GIVEN TEXT:
A transcript of this speech is also available here.

He definitely made some anti-free trade statements. For example:

And fellow Americans, Democrats, Republicans, Independents, I say to you tonight: We have more work to do -- more work to do for the workers I met in Galesburg, Illinois, who are losing their union jobs at the Maytag plant that’s moving to Mexico, and now are having to compete with their own children for jobs that pay seven bucks an hour.

[John Kerry's] values and his record and affirm what is best in us. John Kerry believes in an America where hard work is rewarded; so instead of offering tax breaks to companies shipping jobs overseas, he offers them to companies creating jobs here at home.

This next quote is more blatantly anti-business.

John Kerry believes in energy independence, so we aren’t held hostage to the profits of oil companies, or the sabotage of foreign oil fields.

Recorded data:
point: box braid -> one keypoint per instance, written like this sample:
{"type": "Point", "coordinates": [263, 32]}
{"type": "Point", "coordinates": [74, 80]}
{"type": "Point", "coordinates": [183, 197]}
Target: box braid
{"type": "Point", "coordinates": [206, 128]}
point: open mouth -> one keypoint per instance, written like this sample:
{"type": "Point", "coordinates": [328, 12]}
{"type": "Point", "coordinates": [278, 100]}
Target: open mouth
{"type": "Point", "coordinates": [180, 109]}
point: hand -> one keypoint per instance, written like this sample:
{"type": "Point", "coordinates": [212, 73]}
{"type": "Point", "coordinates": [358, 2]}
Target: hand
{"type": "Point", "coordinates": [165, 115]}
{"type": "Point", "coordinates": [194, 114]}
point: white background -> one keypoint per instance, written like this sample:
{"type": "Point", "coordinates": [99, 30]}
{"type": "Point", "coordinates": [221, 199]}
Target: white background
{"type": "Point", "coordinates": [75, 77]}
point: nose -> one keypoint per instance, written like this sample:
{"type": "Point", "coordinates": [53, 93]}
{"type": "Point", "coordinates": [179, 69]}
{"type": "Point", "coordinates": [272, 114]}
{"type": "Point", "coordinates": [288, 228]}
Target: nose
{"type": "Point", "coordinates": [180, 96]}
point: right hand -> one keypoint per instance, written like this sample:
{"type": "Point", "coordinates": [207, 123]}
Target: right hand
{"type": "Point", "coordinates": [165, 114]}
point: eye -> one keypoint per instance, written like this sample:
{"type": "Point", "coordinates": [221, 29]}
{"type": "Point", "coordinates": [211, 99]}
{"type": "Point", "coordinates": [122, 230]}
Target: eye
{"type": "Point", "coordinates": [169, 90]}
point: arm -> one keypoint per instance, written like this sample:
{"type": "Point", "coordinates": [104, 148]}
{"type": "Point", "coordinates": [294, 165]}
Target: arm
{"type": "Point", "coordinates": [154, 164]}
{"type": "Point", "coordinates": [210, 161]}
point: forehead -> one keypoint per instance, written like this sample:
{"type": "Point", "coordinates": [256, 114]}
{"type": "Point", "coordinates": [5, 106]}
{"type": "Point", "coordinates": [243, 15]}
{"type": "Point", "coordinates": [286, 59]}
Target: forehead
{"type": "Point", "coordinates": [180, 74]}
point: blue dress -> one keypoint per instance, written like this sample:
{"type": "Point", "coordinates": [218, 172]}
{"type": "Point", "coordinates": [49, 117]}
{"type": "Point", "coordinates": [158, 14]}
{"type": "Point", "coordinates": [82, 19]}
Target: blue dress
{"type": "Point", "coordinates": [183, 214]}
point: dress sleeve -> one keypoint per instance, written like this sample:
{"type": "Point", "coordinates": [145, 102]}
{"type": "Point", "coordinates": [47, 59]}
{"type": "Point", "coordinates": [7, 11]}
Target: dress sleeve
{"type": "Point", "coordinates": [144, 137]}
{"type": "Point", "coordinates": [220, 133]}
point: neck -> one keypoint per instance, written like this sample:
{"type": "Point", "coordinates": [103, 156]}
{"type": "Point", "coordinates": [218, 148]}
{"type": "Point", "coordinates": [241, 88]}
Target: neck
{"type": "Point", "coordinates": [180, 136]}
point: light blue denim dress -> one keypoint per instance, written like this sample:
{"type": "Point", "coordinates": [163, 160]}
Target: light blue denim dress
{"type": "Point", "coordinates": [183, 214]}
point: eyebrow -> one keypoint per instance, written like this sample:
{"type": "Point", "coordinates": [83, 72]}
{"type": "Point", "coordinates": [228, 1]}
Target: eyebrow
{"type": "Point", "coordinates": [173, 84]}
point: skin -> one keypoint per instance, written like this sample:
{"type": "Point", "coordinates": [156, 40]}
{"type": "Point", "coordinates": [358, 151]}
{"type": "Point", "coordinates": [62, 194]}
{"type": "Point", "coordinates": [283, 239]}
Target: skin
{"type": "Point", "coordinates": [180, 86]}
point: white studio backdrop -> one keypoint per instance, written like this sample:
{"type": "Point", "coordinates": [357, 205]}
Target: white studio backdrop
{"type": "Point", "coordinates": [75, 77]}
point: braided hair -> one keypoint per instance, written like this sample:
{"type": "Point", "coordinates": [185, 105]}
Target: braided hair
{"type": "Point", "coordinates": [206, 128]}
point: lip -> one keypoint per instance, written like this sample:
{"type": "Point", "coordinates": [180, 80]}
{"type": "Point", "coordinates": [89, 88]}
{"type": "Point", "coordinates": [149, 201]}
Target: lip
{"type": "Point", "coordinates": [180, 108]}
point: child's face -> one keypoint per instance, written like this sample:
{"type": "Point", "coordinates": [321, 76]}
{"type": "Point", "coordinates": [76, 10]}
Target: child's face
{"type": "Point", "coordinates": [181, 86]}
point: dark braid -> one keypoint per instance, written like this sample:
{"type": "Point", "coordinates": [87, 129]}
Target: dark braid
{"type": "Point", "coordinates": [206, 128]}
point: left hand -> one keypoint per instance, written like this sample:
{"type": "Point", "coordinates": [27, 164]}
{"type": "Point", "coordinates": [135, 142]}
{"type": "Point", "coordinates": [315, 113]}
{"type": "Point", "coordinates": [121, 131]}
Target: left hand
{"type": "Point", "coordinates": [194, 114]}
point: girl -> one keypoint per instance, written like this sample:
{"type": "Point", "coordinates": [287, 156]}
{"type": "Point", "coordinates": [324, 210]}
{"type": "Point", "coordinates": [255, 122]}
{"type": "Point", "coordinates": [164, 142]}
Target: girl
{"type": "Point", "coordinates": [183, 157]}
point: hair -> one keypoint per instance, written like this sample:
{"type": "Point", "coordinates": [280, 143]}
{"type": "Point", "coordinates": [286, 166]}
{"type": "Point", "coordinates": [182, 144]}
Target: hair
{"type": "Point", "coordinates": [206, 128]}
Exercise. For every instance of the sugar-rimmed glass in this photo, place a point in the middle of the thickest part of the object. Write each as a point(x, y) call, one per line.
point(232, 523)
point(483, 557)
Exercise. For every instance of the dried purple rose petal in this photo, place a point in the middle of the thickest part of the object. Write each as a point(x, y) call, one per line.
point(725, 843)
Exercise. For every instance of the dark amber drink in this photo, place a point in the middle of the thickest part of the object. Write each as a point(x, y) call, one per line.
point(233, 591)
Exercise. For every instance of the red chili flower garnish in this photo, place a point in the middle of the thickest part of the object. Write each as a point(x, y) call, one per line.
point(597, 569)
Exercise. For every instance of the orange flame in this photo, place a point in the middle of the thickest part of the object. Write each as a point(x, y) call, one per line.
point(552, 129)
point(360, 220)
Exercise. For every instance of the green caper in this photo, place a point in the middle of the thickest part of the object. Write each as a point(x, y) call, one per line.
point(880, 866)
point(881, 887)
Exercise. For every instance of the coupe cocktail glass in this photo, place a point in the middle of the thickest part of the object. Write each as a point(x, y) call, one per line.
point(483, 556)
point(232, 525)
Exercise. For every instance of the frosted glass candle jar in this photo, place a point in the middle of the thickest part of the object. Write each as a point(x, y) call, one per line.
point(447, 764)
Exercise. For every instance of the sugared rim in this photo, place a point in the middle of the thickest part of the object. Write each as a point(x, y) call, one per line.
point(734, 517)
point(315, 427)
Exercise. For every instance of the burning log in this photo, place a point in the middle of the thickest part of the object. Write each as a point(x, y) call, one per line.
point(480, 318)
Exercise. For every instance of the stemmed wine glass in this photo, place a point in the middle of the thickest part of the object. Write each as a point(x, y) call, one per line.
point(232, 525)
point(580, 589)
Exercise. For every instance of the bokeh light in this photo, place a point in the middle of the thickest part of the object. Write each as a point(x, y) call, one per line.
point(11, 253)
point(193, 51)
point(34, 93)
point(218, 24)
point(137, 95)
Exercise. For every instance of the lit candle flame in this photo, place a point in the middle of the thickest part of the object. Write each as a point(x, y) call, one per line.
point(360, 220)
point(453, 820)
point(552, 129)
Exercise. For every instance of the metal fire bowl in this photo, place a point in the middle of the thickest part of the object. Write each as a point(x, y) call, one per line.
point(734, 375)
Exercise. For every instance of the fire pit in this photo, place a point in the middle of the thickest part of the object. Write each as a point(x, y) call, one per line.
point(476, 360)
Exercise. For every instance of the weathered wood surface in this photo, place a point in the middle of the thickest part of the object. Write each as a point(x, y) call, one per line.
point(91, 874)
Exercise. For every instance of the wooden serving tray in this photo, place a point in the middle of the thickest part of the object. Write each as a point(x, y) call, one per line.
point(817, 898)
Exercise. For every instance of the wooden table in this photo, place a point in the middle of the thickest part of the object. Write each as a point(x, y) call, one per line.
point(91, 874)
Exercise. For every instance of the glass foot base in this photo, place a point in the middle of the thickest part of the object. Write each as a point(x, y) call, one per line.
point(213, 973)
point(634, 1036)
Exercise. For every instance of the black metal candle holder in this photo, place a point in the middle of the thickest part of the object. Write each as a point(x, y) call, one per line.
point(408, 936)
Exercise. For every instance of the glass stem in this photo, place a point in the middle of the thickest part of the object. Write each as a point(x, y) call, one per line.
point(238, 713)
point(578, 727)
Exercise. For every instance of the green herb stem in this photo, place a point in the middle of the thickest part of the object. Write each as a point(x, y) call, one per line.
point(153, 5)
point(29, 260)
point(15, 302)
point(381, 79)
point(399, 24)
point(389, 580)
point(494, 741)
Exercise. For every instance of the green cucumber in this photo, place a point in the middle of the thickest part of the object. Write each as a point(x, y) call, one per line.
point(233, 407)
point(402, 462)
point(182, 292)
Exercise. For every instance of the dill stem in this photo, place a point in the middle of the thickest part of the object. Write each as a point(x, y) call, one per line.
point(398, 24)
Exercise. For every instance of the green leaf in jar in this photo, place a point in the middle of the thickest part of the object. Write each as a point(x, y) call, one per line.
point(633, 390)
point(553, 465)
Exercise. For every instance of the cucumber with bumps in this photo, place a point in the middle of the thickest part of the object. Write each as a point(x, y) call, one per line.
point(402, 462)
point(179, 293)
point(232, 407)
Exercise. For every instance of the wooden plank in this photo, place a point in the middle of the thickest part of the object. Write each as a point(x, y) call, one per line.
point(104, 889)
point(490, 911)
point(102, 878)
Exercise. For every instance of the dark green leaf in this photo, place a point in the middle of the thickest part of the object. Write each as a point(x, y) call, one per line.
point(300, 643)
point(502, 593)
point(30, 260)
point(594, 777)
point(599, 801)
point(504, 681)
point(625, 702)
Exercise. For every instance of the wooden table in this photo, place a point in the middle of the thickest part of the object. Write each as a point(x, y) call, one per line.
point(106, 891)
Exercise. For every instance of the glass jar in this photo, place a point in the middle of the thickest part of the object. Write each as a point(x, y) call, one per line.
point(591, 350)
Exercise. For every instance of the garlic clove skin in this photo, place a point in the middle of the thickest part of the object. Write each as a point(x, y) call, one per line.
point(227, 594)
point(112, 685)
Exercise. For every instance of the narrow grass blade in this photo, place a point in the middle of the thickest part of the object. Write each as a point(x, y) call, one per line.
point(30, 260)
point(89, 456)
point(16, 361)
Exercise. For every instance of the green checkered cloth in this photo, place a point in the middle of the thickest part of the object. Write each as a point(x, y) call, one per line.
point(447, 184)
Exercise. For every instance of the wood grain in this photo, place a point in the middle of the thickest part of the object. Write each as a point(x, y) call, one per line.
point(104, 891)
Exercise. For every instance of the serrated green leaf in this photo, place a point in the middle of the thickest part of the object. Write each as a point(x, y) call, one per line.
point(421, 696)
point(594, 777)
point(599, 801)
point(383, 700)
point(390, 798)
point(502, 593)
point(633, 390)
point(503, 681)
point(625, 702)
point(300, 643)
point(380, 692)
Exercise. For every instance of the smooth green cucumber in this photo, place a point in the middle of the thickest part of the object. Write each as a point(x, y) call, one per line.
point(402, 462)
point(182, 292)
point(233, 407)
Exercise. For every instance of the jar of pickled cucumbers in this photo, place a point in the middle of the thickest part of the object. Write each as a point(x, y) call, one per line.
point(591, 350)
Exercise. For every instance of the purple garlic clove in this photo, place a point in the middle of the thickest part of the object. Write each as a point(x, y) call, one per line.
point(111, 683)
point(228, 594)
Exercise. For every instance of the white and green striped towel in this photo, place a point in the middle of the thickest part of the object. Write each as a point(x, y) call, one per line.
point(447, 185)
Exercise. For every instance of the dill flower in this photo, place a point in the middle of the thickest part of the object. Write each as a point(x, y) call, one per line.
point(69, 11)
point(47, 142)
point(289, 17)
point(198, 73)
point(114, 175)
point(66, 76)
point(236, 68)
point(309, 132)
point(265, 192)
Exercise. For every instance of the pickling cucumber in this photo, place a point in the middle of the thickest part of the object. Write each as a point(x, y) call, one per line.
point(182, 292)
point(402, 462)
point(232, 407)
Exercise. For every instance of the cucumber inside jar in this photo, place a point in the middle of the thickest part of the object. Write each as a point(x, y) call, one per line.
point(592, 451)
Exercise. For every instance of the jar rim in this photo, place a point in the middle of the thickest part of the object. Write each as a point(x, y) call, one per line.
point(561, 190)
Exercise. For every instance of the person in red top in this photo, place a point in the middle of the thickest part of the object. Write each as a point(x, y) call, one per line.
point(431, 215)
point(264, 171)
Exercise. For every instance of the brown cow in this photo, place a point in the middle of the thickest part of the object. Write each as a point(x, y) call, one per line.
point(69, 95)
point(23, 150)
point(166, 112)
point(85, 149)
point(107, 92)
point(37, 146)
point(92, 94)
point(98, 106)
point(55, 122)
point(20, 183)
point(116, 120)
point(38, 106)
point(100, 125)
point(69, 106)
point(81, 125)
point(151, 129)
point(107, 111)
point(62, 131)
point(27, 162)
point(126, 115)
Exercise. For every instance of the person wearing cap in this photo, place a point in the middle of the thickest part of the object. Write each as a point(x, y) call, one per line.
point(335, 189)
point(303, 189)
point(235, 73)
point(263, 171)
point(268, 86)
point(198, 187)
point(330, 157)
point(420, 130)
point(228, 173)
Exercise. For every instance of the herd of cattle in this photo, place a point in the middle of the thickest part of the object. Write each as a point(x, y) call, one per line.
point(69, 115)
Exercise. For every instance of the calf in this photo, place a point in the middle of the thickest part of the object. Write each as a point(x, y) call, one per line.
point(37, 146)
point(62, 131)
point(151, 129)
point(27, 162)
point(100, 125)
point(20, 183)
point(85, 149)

CHECK YOUR UNDERSTANDING:
**A)** According to the speech commentary, where is the Maytag plant moving?
**B)** In the speech commentary, why does John Kerry believe in energy independence?
**C)** Continue the speech commentary from its last quoted sentence.

ANSWER LIST:
**A)** Mexico.

**B)** He believes in it so that America is not held hostage to the profits of oil companies or to the sabotage of foreign oil fields.

**C)**
He also made some statements that were vaguely supportive of taking personal responsibility:

Now, don’t get me wrong. The people I meet -- in small towns and big cities, in diners and office parks -- they don’t expect government to solve all their problems. They know they have to work hard to get ahead, and they want to. Go into the collar counties around Chicago, and people will tell you they don’t want their tax money wasted, by a welfare agency or by the Pentagon. Go in -- Go into any inner city neighborhood, and folks will tell you that government alone can’t teach our kids to learn; they know that parents have to teach, that children can’t achieve unless we raise their expectations and turn off the television sets and eradicate the slander that says a black youth with a book is acting white. They know those things.

People don’t expect -- People don't expect government to solve all their problems.

Most importantly, I think Barak Obama's campaign will pivot around altruism (with a Christian flavor):

It is that fundamental belief -- It is that fundamental belief: I am my brother’s keeper. I am my sister’s keeper that makes this country work. It’s what allows us to pursue our individual dreams and yet still come together as one American family.

I believe that we can give our middle class relief and provide working families with a road to opportunity.

I believe we can provide jobs to the jobless, homes to the homeless, and reclaim young people in cities across America from violence and despair.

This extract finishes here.